[SELECTED EXTRACT]
+===+

Sunday, November 29, 2009

The Horton Principle

I enjoy the work of Kansas City Star columnist Yael T. Abouhalkah, and I have to hand it to him; I had thought I might have beaten other people to the punch on thinking (and posting) "Willie Horton" when told of Maurice Clemmons, granted clemency by Mike Huckabee and now a person of interest in the ambush murder of four police officers in a coffee shop south of Seattle, Washington.  
But I think Abouhalkah overstates his impact scenario...
But, if Huckabee pardoned a man who went on to kill four cops, this will be a lot worse than the Willie Horton incident of the 1988 presidential campaign. Huckabee's credentials to lead the Republican party to victory in 2012 would evaporate if Clemmons indeed is the killer in the Washington case.

+===+

[Collected data entries]

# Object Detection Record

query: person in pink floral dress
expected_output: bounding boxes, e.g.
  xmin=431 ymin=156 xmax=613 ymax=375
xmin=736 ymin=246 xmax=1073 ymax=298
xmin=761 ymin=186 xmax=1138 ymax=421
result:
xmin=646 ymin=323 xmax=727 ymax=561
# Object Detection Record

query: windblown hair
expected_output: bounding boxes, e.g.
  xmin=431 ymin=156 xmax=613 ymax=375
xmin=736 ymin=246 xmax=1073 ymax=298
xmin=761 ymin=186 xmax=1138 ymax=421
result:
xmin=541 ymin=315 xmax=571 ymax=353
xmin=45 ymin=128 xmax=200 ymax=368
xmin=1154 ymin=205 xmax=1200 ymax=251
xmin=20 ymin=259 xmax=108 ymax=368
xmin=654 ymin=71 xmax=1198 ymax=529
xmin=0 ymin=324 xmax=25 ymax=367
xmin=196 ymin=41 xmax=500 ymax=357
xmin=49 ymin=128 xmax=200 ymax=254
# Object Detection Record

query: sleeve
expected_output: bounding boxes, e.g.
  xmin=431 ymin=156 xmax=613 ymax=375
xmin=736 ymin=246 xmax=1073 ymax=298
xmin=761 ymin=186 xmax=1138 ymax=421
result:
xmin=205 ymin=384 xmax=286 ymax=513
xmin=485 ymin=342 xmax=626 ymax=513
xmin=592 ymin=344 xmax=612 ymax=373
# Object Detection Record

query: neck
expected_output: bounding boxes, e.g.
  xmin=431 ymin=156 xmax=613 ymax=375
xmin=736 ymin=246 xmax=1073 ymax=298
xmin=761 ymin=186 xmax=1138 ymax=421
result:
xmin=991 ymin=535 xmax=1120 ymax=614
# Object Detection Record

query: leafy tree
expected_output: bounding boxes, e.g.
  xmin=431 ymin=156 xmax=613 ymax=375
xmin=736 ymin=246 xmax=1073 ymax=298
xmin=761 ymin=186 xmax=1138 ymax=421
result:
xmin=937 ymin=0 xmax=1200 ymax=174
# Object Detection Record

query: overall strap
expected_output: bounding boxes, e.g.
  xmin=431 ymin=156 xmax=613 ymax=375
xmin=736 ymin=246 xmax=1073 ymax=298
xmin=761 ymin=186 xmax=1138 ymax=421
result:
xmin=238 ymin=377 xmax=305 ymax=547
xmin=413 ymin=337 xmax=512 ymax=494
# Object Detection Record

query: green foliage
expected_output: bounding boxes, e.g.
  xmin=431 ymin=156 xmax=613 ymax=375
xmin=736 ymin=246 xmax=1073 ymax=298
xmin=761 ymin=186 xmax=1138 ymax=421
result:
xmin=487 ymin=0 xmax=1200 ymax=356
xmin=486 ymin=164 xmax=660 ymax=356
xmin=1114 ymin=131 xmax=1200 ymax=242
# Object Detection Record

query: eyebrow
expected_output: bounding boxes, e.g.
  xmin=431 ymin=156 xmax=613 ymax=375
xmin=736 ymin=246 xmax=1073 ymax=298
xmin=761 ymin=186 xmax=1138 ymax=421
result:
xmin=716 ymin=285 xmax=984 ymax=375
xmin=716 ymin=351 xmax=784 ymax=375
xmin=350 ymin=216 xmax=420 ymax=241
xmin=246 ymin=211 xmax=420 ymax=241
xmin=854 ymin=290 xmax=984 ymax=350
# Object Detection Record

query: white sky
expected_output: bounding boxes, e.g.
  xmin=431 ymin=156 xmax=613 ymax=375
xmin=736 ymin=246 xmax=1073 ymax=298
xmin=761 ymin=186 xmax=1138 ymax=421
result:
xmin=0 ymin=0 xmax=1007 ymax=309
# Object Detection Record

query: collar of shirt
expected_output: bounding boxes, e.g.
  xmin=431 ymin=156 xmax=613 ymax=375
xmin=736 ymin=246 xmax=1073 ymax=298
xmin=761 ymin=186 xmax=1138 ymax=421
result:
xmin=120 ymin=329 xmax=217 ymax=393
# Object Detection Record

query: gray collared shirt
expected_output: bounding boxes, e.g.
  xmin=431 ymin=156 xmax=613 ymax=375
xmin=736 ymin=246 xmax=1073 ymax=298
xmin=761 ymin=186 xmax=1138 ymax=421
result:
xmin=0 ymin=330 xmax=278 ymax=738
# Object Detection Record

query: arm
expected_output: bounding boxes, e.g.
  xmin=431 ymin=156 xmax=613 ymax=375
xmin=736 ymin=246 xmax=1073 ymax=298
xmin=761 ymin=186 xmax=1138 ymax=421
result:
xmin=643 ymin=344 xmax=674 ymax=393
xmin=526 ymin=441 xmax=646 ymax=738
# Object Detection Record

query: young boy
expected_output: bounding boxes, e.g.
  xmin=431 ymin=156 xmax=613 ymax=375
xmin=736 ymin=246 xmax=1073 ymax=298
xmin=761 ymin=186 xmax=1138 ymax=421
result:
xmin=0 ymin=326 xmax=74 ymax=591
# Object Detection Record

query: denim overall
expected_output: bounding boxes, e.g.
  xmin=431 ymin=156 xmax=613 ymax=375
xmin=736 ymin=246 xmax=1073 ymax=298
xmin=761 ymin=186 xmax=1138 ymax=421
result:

+===+

[YOUR TASKS]
(a) Please reproduce the part of the Horton Principle post that runs from "I enjoy the" to "of Seattle, Washington.".
(b) Write out the full name of every person mentioned in the Horton Principle post.

[PER-TASK ANSWERS]
(a)
I enjoy the work of Kansas City Star columnist Yael T. Abouhalkah, and I have to hand it to him; I had thought I might have beaten other people to the punch on thinking (and posting) "Willie Horton" when told of Maurice Clemmons, granted clemency by Mike Huckabee and now a person of interest in the ambush murder of four police officers in a coffee shop south of Seattle, Washington.

(b)
Yael T. Abouhalkah
Willie Horton
Maurice Clemmons
Mike Huckabee